◆ Requirements ◆
Identify every line in the entries below that contains the string "rear", and copy each such line in full.

>> START Working data

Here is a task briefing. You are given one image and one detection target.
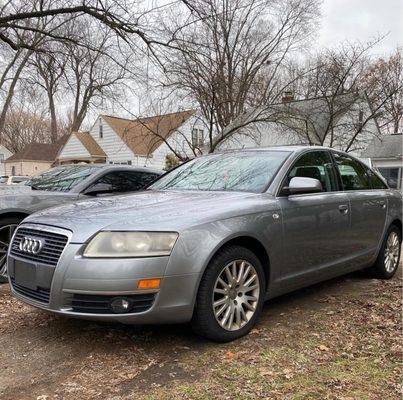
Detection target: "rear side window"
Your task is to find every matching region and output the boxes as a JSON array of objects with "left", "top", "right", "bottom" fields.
[
  {"left": 366, "top": 168, "right": 388, "bottom": 189},
  {"left": 334, "top": 153, "right": 372, "bottom": 190},
  {"left": 287, "top": 151, "right": 337, "bottom": 192},
  {"left": 379, "top": 168, "right": 399, "bottom": 189}
]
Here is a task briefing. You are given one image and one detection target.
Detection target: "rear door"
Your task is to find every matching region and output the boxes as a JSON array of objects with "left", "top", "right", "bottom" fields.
[
  {"left": 333, "top": 152, "right": 387, "bottom": 262},
  {"left": 279, "top": 150, "right": 350, "bottom": 286}
]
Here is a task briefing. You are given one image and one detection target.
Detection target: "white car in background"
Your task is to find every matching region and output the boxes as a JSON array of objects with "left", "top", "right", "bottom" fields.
[{"left": 0, "top": 175, "right": 30, "bottom": 185}]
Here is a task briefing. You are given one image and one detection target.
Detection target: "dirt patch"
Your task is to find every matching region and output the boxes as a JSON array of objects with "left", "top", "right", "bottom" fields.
[{"left": 0, "top": 271, "right": 402, "bottom": 400}]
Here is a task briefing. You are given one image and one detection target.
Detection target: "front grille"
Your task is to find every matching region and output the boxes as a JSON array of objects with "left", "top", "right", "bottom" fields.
[
  {"left": 10, "top": 227, "right": 68, "bottom": 266},
  {"left": 11, "top": 279, "right": 50, "bottom": 304},
  {"left": 72, "top": 293, "right": 155, "bottom": 314}
]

>> END Working data

◆ Solution for this problem ◆
Detection target: "rear side window"
Detection target: "rear door"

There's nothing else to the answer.